### [Material for this task]
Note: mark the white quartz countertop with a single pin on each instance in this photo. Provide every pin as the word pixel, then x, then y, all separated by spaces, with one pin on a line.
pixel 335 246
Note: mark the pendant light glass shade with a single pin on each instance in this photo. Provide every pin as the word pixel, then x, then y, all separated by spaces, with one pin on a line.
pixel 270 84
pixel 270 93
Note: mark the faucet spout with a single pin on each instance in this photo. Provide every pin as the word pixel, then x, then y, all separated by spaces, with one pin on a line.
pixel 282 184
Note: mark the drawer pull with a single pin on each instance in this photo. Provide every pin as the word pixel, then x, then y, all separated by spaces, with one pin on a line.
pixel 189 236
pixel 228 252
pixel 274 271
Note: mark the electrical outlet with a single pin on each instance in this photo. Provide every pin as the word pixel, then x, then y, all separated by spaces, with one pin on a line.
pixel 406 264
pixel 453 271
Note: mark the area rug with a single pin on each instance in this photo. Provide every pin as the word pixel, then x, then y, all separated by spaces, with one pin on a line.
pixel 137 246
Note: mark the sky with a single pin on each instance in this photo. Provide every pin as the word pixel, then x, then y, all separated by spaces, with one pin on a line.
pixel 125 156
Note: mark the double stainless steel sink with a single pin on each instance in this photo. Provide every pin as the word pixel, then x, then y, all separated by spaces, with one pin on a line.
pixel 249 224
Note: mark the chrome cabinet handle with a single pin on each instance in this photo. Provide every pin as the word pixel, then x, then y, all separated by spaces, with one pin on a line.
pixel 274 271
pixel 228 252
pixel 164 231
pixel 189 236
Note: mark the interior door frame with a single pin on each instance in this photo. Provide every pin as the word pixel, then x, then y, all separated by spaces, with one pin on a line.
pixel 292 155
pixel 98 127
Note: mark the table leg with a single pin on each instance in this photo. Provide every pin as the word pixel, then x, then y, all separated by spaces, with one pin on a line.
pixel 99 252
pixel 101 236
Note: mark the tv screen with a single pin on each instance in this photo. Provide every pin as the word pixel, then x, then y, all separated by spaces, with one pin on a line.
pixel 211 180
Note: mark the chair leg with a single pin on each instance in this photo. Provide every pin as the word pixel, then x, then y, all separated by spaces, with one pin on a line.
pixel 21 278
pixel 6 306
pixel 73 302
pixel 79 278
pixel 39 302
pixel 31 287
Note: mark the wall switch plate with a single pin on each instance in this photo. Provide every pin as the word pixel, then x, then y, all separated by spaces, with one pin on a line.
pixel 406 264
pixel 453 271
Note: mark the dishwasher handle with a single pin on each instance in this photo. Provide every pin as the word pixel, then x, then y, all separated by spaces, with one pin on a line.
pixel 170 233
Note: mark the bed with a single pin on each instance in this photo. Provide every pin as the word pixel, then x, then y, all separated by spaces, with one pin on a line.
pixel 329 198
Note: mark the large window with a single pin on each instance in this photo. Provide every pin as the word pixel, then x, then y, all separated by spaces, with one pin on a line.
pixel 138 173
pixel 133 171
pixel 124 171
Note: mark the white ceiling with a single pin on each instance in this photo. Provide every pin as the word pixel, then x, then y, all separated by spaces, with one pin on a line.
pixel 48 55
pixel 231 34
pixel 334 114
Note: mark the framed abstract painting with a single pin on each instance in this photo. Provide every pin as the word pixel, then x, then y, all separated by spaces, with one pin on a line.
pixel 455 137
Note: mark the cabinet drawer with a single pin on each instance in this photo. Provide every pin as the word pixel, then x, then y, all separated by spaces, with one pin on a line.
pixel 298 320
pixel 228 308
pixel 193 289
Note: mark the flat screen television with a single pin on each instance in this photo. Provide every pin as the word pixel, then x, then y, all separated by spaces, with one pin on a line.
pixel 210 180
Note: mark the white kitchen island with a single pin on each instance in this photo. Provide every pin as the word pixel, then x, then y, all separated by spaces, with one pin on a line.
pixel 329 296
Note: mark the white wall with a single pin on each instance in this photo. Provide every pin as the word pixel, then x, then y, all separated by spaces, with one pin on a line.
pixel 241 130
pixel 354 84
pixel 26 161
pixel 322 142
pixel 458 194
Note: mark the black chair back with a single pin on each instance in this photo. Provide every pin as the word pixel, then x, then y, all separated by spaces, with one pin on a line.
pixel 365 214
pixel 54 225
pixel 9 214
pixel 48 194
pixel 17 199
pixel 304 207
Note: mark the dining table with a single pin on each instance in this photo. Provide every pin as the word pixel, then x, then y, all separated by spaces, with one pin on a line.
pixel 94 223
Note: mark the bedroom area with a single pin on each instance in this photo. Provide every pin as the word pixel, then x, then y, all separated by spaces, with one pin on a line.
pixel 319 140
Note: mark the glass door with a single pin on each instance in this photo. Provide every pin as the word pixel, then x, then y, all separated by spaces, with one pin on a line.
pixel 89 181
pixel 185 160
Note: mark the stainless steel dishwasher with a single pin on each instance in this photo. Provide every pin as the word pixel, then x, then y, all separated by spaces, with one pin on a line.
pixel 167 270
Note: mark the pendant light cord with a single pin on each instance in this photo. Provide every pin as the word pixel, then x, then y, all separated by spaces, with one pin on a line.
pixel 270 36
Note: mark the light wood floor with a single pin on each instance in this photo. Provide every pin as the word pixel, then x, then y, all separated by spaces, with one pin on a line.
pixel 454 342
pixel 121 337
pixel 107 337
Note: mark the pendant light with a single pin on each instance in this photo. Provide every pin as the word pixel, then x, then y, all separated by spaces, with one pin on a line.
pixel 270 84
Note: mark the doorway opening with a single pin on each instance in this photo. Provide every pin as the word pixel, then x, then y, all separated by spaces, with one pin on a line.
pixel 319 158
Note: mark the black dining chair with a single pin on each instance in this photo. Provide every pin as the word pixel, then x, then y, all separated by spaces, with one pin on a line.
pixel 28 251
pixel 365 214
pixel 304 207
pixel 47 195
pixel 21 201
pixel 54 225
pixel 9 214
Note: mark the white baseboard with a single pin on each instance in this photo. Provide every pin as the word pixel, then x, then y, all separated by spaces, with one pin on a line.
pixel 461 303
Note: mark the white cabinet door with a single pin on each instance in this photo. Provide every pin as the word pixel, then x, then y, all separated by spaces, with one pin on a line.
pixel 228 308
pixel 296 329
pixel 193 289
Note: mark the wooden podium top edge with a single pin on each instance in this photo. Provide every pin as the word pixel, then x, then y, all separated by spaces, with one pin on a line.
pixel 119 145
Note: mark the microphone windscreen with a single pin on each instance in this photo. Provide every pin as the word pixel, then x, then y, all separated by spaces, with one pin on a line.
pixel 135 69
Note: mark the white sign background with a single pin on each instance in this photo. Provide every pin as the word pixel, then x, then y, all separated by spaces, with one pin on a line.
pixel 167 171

### [Task statement]
Can you reproduce every row above again, word for word and in the same order?

### [Output below]
Note: mark the white quartz countertop with a single pin on each instance in this photo. Provide every pin as the word pixel, then x, then y, all separated by spaces, with one pin on a line.
pixel 335 246
Note: mark the pendant light glass shade with a single pin on each instance in this photo. Provide every pin as the word pixel, then x, then y, all separated by spaces, with one pin on a line.
pixel 270 84
pixel 270 93
Note: mark the faucet spout with a single pin on each instance in this photo. Provide every pin as the word pixel, then x, then y, all separated by spaces, with one pin on a line.
pixel 282 184
Note: mark the drawer pull with a single pin on each instance in this photo. Provide every pin as the word pixel, then x, then y, all separated by spaces, with one pin on a line.
pixel 189 236
pixel 228 252
pixel 274 271
Note: mark the electrical outlet with a single pin on each instance in this photo. Provide every pin as the word pixel, then x, then y, all separated by spaces, with one pin on a line.
pixel 406 264
pixel 453 271
Note: mark the area rug with a single pin on each instance in this photo. Provide every pin as the word pixel, then x, then y, all separated by spaces, with one pin on a line.
pixel 137 246
Note: mark the sky with a single pin on each instance in this photo. Provide every pin as the word pixel, then x, then y, all separated by spaces, with one pin on a line.
pixel 125 156
Note: mark the double stainless steel sink with a single pin on each instance in this photo. Provide every pin as the word pixel, then x, then y, all separated by spaces, with one pin on a line.
pixel 249 224
Note: mark the chrome cabinet handle with a single pin on each instance in this photo. Provide every pin as the word pixel, then x, then y, all separated by spaces, with one pin on a line.
pixel 274 271
pixel 228 252
pixel 164 231
pixel 189 236
Note: mark the interior door frame with a single pin on each instance in this photo. Provide every pin as the word pixel, then x, then y, all separated by spaces, with one pin on a line.
pixel 292 155
pixel 98 127
Note: mark the table leg with a single pin on each instance in this photo. Provide every pin as the word pixel, then x, then y, all separated by spaces, with one pin on a line.
pixel 99 252
pixel 101 236
Note: mark the tv screen with a single pin on each instance in this photo. Provide every pin as the word pixel, then x, then y, all separated by spaces, with one pin on a line.
pixel 211 180
Note: mark the chair leg with a single pin on each instance in this photo. Provide every pin as the word pixel, then x, then y, all separated by spaces, with one pin on a line.
pixel 21 278
pixel 6 306
pixel 73 302
pixel 79 278
pixel 39 302
pixel 31 287
Note: mark the wall switch plate with a single pin on each instance in this photo. Provide every pin as the word pixel, then x, then y, all separated by spaces, with one pin on a line.
pixel 406 264
pixel 453 271
Note: mark the dishwasher handle with a single pin on each instance in this photo. Provide every pin as the word pixel, then x, then y, all separated by spaces, with one pin on a line.
pixel 170 233
Note: mark the bed with a single pin on each instance in this photo. Provide every pin as the word pixel, then x, then y, all separated by spaces, with one pin on a line.
pixel 329 198
Note: mark the large window with a single pin on each instance in this photo. Provide every pin as the word pixel, then x, then y, all separated by spaces, with one pin on a line.
pixel 138 173
pixel 133 171
pixel 124 171
Note: mark the white ceiling with a single pin on each instance in this photo. Provide every pin as the word pixel, then x, then y, all separated by spaces, with one pin on a line.
pixel 48 55
pixel 231 34
pixel 334 114
Note: mark the framed abstract painting with a single pin on each instance in this photo. Provide every pin as the word pixel, then x, then y, all separated by spaces, with one pin on a line.
pixel 455 137
Note: mark the cabinet drawer with a single pin on each instance in this photo. Provide every pin as the word pixel, then x, then y, all separated by spaces, with one pin on a line.
pixel 298 320
pixel 228 308
pixel 193 289
Note: mark the flat screen television with a single pin on each instance in this photo. Provide every pin as the word pixel, then x, then y, all separated by spaces, with one pin on a line.
pixel 210 180
Note: mark the white kitchen island with a single pin on each instance in this photo. Provide every pin as the word pixel, then x, then y, all separated by spaces, with one pin on a line.
pixel 329 296
Note: mark the white wall with a single pin on each instance in this photo. Provide every pin as the word pixel, then x, then y, all separated by spaces, with one pin on a line.
pixel 241 130
pixel 354 84
pixel 26 161
pixel 322 142
pixel 458 194
Note: mark the black chair back with a single pin on each instance in this photo. Provide every pin as the word pixel, then x, then y, all separated by spaces, with one pin on a line.
pixel 365 214
pixel 54 225
pixel 9 214
pixel 48 194
pixel 17 199
pixel 304 207
Note: mark the dining table with a single pin on each instance in this photo. Provide every pin as the word pixel, then x, then y, all separated by spaces, with one pin on a line.
pixel 94 223
Note: mark the bedroom area with a single pin on each instance in this photo. Provide every pin as the word pixel, then x, then y, all separated by spaces, with one pin on a line.
pixel 319 140
Note: mark the glass door with a single pin on each instance in this photo. Provide every pin as the word pixel, then x, then y, all separated by spaces, with one pin on a line.
pixel 89 181
pixel 185 160
Note: mark the stainless steel dishwasher with a single pin on each instance in this photo. Provide every pin as the word pixel, then x, then y, all separated by spaces, with one pin on a line.
pixel 167 270
Note: mark the pendant light cord with a single pin on each instance in this photo. Provide every pin as the word pixel, then x, then y, all separated by spaces, with one pin on a line.
pixel 270 36
Note: mark the light wood floor with a single pin on each instance in this photo. Provide every pin as the word pixel, then x, then y, all separated by spaces, with one pin on a line.
pixel 454 342
pixel 121 337
pixel 107 337
Note: mark the pendant light with a single pin on each instance in this photo. Provide every pin as the word pixel, then x, then y, all separated by spaces, with one pin on a line.
pixel 270 84
Note: mark the doorway opening with a single pin on each instance in this photo. Provide every pin as the word pixel, then x, then y, all separated by spaces, with one pin on a line.
pixel 319 158
Note: mark the black dining chair with a single pin on each instance in this photo. Provide every pin as the word pixel, then x, then y, all separated by spaces, with one pin on a line.
pixel 28 251
pixel 365 214
pixel 304 207
pixel 47 195
pixel 21 201
pixel 54 225
pixel 9 214
Note: mark the white baseboard with a single pin on each instance in this photo. Provide every pin as the word pixel, then x, then y, all separated by spaces, with one pin on a line.
pixel 461 303
Note: mark the white cabinet door with a single pin on each instance in this photo. Provide every pin as the word pixel, then x, then y, all separated by spaces, with one pin on a line.
pixel 228 308
pixel 296 329
pixel 193 289
Note: mark the wooden podium top edge with a single pin on each instance in this photo. Provide every pin as the word pixel, then x, then y, all separated by spaces, with one pin on a line.
pixel 119 145
Note: mark the microphone windscreen with a single pin on each instance in this photo. Provide every pin as the word pixel, then x, then y, all separated by spaces, with one pin on a line.
pixel 135 69
Note: mark the white sign background with a single pin on each instance in this photo. Provide every pin as the word pixel, then x, then y, all separated by spaces, with one pin on a line.
pixel 167 171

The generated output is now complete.